** START OF Text segment **
[Python-Dev] PEP 481 - Migrate Some Supporting Repositories to Git and Github

Donald Stufft donald at stufft.io
Sun Nov 30 00:27:05 CET 2014


As promised in the "Move selected documentation repos to PSF BitBucket
account?" thread I've written up a PEP for moving selected repositories from
hg.python.org to Github.

You can see this PEP online at: https://www.python.org/dev/peps/pep-0481/

I've also reproduced the PEP below for inline discussion.

-----------------------

Abstract
========

This PEP proposes migrating to Git and Github for certain supporting
repositories (such as the repository for Python Enhancement Proposals) in a way
that is more accessible to new contributors, and easier to manage for core
developers. This is offered as an alternative to PEP 474 which aims to achieve
the same overall benefits but while continuing to use the Mercurial DVCS and
without relying on a commerical entity.

In particular this PEP proposes changes to the following repositories:

* https://hg.python.org/devguide/
* https://hg.python.org/devinabox/
* https://hg.python.org/peps/


This PEP does not propose any changes to the core development workflow for
CPython itself.


Rationale
=========

As PEP 474 mentions, there are currently a number of repositories hosted on
hg.python.org which are not directly used for the development of CPython but
instead are supporting or ancillary repositories. These supporting repositories
do not typically have complex workflows or often branches at all other than the
primary integration branch. This simplicity makes them very good targets for
the "Pull Request" workflow that is commonly found on sites like Github.

However where PEP 474 wants to continue to use Mercurial and wishes to use an
OSS and self-hosted and therefore restricts itself to only those solutions this
PEP expands the scope of that to include migrating to Git and using Github.

The existing method of contributing to these repositories generally includes
generating a patch and either uploading them to bugs.python.org or emailing
them to peps at python.org. This process is unfriendly towards non-comitter
contributors as well as making the process harder than it needs to be for
comitters to accept the patches sent by users. In addition to the benefits
in the pull request workflow itself, this style of workflow also enables
non techincal contributors, especially those who do not know their way around
the DVCS of choice, to contribute using the web based editor. On the committer
side the Pull Requests enable them to tell, before merging, whether or not
a particular Pull Request will break anything. It also enables them to do a
simple "push button" merge which does not require them to check out the
changes locally. Another such feature that is useful in particular for docs,
is the ability to view a "prose" diff. This Github specific feature enables
a committer to view a diff of the rendered output which will hide things like
reformatting a paragraph and show you what the actual "meat" of the change
actually is.


Why Git?
** END OF Text segment **
** START OF Data entries **
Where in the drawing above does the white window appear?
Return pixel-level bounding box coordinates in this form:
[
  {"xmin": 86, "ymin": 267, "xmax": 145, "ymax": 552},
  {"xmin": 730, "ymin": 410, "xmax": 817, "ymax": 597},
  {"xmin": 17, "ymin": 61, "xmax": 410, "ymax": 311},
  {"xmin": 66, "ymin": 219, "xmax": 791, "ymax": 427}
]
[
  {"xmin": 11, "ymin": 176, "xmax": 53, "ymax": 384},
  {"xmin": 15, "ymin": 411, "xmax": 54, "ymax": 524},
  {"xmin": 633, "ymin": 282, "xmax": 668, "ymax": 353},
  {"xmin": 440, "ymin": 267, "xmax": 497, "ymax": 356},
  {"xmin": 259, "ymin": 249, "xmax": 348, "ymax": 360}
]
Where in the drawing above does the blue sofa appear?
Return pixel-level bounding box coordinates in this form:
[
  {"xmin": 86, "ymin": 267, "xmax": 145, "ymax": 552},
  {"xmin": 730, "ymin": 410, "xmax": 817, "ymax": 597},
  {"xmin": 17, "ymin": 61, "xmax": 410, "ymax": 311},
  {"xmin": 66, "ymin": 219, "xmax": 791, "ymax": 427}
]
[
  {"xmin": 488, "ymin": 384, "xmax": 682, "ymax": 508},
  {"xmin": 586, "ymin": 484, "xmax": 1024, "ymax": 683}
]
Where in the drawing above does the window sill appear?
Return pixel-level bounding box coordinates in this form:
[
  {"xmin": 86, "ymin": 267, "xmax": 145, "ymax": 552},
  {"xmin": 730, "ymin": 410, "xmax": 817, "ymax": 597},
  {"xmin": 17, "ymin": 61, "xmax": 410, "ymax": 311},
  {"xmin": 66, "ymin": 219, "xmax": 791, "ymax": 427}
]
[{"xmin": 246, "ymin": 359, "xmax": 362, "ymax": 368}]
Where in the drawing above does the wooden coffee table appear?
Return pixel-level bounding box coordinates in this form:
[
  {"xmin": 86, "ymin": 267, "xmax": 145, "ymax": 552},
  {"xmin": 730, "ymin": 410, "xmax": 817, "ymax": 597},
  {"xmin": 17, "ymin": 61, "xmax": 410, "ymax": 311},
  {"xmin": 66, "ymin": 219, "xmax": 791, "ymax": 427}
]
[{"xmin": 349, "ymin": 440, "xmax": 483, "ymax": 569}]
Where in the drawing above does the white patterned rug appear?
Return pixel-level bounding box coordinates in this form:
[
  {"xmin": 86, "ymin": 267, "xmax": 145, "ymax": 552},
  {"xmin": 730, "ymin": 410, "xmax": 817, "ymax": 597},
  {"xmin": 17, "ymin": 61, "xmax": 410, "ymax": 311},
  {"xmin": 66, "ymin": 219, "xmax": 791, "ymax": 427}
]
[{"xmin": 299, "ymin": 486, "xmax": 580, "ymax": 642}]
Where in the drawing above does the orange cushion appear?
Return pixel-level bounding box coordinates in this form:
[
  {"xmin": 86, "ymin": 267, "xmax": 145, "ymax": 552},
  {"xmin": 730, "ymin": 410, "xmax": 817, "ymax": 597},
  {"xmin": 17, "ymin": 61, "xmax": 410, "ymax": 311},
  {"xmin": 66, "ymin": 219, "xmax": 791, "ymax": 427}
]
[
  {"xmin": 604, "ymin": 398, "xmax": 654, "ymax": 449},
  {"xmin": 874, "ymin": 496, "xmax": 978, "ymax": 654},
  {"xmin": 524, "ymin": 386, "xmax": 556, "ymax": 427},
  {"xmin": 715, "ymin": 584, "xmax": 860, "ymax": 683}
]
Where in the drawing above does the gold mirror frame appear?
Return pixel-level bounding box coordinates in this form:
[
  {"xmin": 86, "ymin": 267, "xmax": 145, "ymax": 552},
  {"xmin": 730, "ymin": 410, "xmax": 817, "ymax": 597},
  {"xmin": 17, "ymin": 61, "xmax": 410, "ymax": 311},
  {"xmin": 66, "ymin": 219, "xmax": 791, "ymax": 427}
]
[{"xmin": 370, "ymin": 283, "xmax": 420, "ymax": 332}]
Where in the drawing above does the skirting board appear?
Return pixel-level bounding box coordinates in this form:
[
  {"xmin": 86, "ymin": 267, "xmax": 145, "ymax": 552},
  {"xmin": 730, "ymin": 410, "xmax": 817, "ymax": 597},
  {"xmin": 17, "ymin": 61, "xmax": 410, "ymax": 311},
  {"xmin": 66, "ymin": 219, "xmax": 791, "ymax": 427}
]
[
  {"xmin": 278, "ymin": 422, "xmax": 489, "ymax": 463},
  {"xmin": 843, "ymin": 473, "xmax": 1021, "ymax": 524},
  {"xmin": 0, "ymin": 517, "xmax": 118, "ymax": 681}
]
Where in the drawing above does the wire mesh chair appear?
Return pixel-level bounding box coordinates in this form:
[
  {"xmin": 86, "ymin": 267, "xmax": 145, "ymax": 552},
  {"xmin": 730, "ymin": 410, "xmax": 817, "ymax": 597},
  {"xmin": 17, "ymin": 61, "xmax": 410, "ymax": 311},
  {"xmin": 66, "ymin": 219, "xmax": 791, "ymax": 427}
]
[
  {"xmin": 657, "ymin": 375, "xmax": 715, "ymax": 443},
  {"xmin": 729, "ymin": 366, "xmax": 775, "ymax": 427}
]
** END OF Data entries **
- Parts of the exercise
• A. Would you print the part of the PEP 481 post between "Donald Stufft donald" and "for inline discussion.", inclusive, unchanged?
• B. In the PEP 481 post, what is the Github-specific feature that lets a committer view a diff of the rendered output?

- Responses for each task
• A.
Donald Stufft donald at stufft.io
Sun Nov 30 00:27:05 CET 2014


As promised in the "Move selected documentation repos to PSF BitBucket
account?" thread I've written up a PEP for moving selected repositories from
hg.python.org to Github.

You can see this PEP online at: https://www.python.org/dev/peps/pep-0481/

I've also reproduced the PEP below for inline discussion.

• B. The ability to view a "prose" diff.